DATA PROVIDED:
------------------------

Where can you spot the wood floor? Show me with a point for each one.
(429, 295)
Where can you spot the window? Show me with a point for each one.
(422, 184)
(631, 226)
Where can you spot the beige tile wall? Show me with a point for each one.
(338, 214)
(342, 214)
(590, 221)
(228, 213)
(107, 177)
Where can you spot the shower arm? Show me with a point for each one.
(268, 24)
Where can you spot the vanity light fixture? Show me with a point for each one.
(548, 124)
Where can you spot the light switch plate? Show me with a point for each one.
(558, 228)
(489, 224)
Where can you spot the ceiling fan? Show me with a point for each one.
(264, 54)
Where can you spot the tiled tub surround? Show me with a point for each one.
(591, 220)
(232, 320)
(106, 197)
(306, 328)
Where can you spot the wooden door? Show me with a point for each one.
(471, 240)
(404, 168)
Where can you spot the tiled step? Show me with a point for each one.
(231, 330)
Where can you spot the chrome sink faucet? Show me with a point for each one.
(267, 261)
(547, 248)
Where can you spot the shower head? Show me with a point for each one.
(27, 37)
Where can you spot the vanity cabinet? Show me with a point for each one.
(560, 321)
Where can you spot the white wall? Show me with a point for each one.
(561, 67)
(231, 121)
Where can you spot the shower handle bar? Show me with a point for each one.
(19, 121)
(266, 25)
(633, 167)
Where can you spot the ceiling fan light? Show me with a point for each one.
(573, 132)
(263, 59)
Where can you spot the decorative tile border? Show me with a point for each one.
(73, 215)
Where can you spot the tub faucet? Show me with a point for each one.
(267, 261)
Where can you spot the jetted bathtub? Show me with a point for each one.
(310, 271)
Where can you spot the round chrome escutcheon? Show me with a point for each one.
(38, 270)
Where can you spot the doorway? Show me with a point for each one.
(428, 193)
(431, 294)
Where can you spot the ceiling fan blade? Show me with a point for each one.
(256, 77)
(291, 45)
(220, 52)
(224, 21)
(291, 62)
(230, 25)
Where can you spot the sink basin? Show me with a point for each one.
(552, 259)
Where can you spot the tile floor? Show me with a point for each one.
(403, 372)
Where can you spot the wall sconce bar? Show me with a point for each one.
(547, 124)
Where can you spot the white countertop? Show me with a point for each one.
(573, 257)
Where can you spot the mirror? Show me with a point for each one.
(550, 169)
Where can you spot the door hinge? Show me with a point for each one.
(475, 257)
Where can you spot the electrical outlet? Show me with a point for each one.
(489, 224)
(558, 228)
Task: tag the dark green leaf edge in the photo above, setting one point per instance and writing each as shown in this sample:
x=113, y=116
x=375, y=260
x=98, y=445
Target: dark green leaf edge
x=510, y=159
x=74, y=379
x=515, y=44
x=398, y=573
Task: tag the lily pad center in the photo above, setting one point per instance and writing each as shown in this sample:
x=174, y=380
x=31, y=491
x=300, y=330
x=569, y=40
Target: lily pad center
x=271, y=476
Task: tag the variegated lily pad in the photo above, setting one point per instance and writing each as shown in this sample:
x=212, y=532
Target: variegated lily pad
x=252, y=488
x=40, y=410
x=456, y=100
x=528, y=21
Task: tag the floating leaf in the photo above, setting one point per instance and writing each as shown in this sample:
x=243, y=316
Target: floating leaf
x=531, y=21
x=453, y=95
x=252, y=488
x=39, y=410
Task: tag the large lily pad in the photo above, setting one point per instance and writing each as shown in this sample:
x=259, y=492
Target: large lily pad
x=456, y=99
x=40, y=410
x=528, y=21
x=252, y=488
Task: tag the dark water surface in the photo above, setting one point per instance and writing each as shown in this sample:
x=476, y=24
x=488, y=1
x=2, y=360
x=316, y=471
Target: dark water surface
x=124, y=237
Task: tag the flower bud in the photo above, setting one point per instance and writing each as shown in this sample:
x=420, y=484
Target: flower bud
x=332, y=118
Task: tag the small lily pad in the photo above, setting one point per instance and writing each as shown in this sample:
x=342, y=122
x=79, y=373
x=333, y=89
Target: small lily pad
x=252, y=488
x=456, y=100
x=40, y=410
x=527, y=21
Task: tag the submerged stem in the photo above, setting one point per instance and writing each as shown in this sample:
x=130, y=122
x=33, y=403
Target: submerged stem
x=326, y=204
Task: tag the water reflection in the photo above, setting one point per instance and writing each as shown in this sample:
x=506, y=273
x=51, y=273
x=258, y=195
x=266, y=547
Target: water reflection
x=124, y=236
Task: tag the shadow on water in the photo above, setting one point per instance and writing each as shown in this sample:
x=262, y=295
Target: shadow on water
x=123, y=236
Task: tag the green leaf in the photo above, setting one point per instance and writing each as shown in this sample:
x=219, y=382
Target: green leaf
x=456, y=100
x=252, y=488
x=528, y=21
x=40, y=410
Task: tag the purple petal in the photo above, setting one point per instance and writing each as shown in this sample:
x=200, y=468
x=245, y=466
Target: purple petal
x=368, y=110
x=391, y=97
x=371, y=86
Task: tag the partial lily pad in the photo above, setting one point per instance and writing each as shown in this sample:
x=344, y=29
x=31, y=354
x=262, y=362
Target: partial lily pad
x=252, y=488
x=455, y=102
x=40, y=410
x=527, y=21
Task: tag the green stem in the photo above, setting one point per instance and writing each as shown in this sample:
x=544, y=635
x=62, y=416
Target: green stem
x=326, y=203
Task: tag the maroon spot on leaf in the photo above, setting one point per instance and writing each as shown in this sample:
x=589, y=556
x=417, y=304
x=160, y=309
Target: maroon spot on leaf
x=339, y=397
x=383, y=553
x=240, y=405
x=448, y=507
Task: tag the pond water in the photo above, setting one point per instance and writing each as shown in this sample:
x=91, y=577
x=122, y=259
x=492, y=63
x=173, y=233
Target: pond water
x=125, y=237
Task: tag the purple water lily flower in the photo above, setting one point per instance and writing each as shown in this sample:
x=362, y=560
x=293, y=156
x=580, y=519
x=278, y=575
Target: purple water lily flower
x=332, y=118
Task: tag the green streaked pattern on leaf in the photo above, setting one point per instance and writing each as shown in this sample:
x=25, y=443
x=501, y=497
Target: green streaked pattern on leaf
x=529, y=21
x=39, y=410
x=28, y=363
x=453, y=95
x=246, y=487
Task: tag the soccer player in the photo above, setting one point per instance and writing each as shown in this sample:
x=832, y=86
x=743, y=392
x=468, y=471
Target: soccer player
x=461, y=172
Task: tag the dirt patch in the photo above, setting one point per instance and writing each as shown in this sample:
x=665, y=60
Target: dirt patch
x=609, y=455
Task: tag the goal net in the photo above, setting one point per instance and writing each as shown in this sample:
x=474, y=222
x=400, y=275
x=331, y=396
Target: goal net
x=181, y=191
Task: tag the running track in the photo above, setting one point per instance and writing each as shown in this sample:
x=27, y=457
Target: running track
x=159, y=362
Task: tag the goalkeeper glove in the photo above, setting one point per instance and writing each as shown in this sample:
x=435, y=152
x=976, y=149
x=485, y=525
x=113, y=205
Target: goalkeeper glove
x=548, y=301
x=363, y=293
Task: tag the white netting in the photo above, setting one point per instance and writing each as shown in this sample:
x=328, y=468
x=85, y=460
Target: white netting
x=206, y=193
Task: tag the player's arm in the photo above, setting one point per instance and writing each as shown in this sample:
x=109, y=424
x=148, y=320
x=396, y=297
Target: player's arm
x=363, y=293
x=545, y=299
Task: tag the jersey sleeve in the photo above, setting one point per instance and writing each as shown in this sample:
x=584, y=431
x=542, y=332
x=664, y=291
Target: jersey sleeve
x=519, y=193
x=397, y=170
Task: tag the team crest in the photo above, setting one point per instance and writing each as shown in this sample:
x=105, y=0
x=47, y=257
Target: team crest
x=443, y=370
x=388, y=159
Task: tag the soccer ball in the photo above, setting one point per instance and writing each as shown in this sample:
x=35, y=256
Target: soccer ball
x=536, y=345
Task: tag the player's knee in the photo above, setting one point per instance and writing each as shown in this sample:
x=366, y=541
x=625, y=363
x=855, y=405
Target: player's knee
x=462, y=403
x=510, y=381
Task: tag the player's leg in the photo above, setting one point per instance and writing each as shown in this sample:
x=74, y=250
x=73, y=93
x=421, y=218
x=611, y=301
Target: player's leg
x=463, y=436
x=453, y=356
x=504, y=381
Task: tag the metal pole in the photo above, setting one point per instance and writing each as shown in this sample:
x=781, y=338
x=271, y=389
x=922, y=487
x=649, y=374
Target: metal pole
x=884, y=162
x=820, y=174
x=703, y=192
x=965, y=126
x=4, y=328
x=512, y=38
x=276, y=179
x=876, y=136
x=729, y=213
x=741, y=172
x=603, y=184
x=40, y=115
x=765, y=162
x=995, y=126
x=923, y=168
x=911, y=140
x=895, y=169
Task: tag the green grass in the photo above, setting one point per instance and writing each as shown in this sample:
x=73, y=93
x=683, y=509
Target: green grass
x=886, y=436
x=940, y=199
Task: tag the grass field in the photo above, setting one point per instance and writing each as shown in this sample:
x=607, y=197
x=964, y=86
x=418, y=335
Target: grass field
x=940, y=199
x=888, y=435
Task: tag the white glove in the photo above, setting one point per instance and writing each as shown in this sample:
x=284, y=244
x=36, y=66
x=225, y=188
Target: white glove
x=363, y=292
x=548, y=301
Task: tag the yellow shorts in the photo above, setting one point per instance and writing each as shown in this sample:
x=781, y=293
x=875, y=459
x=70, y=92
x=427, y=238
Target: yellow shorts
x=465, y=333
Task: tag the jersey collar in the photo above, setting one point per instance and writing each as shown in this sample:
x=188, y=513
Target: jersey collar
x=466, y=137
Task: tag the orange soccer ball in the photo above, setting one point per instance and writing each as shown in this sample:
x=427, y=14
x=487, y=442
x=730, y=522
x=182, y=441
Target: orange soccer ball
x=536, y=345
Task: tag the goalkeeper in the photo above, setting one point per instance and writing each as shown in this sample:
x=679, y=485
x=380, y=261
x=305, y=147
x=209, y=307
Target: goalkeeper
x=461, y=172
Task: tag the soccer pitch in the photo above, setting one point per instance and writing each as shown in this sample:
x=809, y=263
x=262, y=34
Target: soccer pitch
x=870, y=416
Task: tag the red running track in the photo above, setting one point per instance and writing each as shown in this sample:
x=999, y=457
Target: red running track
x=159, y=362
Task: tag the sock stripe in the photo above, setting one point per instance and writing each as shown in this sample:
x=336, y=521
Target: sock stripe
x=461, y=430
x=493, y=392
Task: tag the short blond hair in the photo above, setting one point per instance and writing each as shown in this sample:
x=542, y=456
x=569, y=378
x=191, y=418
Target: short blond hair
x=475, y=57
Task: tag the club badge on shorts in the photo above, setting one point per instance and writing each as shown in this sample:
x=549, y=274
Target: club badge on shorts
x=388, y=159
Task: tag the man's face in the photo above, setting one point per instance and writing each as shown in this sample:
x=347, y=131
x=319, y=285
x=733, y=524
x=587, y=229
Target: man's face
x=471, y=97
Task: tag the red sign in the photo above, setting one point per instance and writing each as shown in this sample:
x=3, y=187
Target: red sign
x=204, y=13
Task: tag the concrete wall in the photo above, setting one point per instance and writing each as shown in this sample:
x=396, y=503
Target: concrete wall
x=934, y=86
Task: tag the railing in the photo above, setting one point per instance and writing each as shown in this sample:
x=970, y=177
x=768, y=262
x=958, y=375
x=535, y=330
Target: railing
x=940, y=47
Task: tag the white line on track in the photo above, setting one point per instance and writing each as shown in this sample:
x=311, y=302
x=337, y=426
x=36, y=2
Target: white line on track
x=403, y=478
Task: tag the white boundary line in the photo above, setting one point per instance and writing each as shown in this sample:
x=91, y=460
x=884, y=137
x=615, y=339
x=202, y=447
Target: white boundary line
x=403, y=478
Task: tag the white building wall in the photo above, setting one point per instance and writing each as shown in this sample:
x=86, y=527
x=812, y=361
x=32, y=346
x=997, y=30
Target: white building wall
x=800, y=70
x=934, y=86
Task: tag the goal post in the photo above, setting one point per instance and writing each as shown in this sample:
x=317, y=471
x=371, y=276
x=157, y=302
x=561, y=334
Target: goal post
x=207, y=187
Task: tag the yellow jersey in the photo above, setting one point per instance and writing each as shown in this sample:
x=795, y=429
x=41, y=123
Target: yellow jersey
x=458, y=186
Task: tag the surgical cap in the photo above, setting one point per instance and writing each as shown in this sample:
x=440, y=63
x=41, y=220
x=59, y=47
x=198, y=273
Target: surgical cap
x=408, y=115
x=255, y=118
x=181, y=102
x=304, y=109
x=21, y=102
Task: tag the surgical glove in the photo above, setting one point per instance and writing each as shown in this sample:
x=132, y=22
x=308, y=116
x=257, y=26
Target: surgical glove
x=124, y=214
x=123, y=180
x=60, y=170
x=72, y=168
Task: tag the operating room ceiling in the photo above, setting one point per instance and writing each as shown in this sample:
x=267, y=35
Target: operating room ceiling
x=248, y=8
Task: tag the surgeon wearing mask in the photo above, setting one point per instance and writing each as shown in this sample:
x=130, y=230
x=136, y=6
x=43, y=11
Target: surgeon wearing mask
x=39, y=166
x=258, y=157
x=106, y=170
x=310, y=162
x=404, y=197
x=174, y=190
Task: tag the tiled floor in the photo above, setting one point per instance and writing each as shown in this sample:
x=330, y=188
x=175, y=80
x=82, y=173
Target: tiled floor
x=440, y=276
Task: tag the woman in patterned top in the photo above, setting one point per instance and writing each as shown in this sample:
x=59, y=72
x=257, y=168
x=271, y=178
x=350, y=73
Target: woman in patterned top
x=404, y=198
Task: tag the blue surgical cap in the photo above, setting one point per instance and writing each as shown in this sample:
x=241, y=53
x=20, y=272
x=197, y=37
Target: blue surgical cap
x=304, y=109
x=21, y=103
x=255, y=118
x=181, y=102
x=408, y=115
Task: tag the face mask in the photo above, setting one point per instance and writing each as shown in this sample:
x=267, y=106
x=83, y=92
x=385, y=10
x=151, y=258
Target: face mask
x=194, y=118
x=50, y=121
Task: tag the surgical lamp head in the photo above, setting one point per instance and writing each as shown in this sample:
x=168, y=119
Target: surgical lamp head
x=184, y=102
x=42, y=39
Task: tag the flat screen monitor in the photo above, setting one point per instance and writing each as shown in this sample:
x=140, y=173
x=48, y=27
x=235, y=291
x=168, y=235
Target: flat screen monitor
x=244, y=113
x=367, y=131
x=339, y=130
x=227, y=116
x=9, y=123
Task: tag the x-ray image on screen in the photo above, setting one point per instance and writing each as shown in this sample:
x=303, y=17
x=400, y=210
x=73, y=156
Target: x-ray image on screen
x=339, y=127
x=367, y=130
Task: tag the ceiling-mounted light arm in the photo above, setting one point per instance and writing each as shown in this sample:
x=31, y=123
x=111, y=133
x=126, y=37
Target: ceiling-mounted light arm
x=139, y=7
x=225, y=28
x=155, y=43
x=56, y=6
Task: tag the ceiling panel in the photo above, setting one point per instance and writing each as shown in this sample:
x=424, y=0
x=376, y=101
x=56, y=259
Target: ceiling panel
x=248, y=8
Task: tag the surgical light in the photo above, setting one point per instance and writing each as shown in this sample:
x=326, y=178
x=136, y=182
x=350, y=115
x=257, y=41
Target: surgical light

------------------------

WHAT IS EXPECTED:
Would you please repeat exactly the lines above, starting at the line with "x=501, y=497" and stopping at the line with "x=485, y=525", both included?

SOLUTION:
x=501, y=497
Target: green streaked pattern on leaf
x=529, y=21
x=39, y=410
x=28, y=363
x=453, y=95
x=246, y=487
Task: tag the soccer player in the photo above, setting one point per instance and writing each as shown in this sample:
x=832, y=86
x=743, y=392
x=468, y=471
Target: soccer player
x=461, y=172
Task: tag the dirt patch in the photo above, setting one point per instance and writing each as shown in this sample:
x=665, y=60
Target: dirt patch
x=609, y=455
Task: tag the goal net in the photo above, setting one point per instance and writing each as shown in this sample:
x=474, y=222
x=400, y=275
x=331, y=396
Target: goal net
x=181, y=191
Task: tag the running track in the photo above, setting one point per instance and writing each as shown in this sample:
x=27, y=457
Target: running track
x=159, y=362
Task: tag the goalkeeper glove in the photo above, setting one point per instance and writing each as shown in this sample:
x=435, y=152
x=976, y=149
x=485, y=525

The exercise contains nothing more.